Copy every one of the entries below word for word, keeping each line unchanged and in the same order.

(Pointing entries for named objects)

========================================

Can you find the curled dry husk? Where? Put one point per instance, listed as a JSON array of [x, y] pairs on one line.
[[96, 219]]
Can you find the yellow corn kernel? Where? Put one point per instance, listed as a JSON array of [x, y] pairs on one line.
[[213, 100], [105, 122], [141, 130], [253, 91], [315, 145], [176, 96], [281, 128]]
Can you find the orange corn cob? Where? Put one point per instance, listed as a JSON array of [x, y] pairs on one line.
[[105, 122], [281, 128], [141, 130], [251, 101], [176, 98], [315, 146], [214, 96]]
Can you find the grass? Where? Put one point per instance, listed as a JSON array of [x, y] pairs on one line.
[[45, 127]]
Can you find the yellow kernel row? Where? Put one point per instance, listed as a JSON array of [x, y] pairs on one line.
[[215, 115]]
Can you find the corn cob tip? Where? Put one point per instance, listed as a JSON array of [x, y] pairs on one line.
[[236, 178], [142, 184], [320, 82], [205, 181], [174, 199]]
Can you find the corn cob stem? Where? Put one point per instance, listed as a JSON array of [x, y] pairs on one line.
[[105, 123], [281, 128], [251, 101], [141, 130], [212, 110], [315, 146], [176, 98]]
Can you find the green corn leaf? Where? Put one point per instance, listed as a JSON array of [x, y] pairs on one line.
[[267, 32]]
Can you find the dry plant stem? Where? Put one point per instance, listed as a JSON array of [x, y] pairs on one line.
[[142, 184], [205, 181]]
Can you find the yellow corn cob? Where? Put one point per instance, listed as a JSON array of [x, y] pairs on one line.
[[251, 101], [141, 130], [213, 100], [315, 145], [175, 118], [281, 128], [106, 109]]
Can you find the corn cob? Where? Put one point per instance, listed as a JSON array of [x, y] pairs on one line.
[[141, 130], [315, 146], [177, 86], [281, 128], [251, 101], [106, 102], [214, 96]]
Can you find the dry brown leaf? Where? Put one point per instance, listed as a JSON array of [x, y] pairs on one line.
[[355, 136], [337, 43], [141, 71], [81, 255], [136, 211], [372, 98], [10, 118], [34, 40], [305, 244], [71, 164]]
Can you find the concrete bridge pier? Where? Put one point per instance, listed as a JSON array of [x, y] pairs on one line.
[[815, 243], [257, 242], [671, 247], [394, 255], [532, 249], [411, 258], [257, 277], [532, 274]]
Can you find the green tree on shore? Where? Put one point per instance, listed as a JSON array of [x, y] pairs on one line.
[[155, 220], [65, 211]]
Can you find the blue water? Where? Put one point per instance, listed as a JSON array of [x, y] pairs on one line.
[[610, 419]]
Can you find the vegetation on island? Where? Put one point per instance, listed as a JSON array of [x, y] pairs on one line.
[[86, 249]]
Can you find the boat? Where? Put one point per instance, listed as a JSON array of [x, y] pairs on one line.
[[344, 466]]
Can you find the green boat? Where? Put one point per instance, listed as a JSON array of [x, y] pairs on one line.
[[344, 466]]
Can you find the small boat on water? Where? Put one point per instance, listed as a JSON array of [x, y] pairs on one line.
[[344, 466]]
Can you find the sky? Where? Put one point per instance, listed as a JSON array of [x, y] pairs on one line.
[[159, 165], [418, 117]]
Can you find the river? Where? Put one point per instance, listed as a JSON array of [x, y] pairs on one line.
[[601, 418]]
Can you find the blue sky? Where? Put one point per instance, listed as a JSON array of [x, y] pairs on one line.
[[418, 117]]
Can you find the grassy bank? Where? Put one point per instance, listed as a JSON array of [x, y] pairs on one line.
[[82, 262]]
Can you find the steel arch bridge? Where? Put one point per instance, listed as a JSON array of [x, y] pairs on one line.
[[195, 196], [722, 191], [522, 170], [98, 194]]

========================================

Output of the exercise >>
Can you find the curled dry husk? Where? Put one point per instance, listed as a JSON array of [x, y] pairs on one line.
[[96, 219]]
Can you find the yellow corn kernel? Where? Put one point per instance, listed as a JSON array of [x, y] pairs on one line.
[[213, 100], [105, 122], [141, 130], [253, 91], [315, 145], [176, 96], [281, 128]]
Can you find the orange corn cob? Where? Put one point per instance, listed as a JSON array of [x, y] pairs on one line.
[[105, 122], [281, 128], [141, 130], [251, 101], [176, 98], [315, 146], [214, 96]]
Can you find the grass? Where? Put one point per instance, listed as a JSON array of [x, y] pairs on one line.
[[45, 127]]
Can you find the yellow kernel row? Where? Put one point per instance, listed as a JSON array of [x, y] pairs on one line.
[[215, 115]]
Can you find the corn cob tip? Where? Put one point per instance, listed as a JSON array of [x, y] pairs on one line.
[[236, 178], [142, 184], [320, 82], [205, 181], [174, 199]]
Can you find the corn cob stem? Where? Put one point per instance, listed as a JSON array of [x, y] pairs on one line.
[[105, 123], [281, 128], [251, 101], [141, 130], [212, 110], [315, 146], [176, 98]]
Can you find the green corn leaf? Where? Put one point per instance, listed as a JSON array of [x, y] pairs on one line.
[[267, 32]]
Can you find the dry plant stem? Where? Put one point per instance, listed as a JSON array of [x, y] pairs on one line.
[[142, 184], [205, 181]]
Can you find the yellow corn cob? Where? Put one point per instance, listed as a JSON array of [x, y] pairs on one line.
[[251, 101], [141, 130], [213, 100], [315, 145], [175, 118], [281, 128], [106, 109]]
Can you find the corn cob? Where? Put one point per instance, listed as a JSON array of [x, y] pairs on one line.
[[141, 130], [315, 146], [177, 86], [281, 128], [251, 101], [106, 102], [214, 96]]
Can you find the dry brown leaf? Where? Put one point per instance, listed as a JSON array of [x, y] pairs on one line.
[[355, 136], [337, 43], [141, 71], [81, 255], [136, 211], [372, 98], [10, 118], [34, 40], [305, 244], [71, 164]]
Can you find the concrete bridge pier? Where? Put one point per instance, listed as a JSON array of [x, y] pairs on one line.
[[815, 243], [257, 242], [671, 247], [394, 255], [532, 249], [411, 258], [257, 277], [532, 274]]
Can you find the green tree on shore? Where? Put one point per instance, listed as a JSON array of [x, y] pairs on one line.
[[155, 220], [65, 211]]
Can you find the blue water? Where? Put one point per instance, listed as a JSON array of [x, y] pairs on one line.
[[610, 419]]
Can you find the vegetation on island? Where? Put one point per instance, listed as a JSON array of [x, y] pairs on one line.
[[86, 249]]
Can you find the boat? Where? Put one point per instance, listed as a JSON array of [x, y] pairs on one line.
[[344, 466]]
Can you find the green boat? Where? Put one point per instance, listed as a JSON array of [x, y] pairs on one line.
[[344, 466]]
Can you find the small boat on water? Where? Put one point per instance, listed as a JSON array of [x, y] pairs on one line.
[[344, 466]]
Can you find the sky? Where? Put one point per instance, listed as a JSON array of [x, y] pairs on one line.
[[159, 165], [418, 117]]
Can you find the river? Where? Put one point per instance, listed as a JSON array of [x, y] pairs on one line.
[[601, 418]]
Can you find the blue sky? Where? Put one point per instance, listed as a JSON array of [x, y] pairs on one line.
[[418, 117]]
Can you find the grassy bank? Where? Put one point per instance, listed as a JSON array of [x, y] pairs on one line.
[[82, 262]]
Can you find the steel arch bridge? Where? Put one point per instance, listed as a JSON array of [x, y] pairs on one line.
[[195, 196], [722, 191], [522, 170], [98, 194]]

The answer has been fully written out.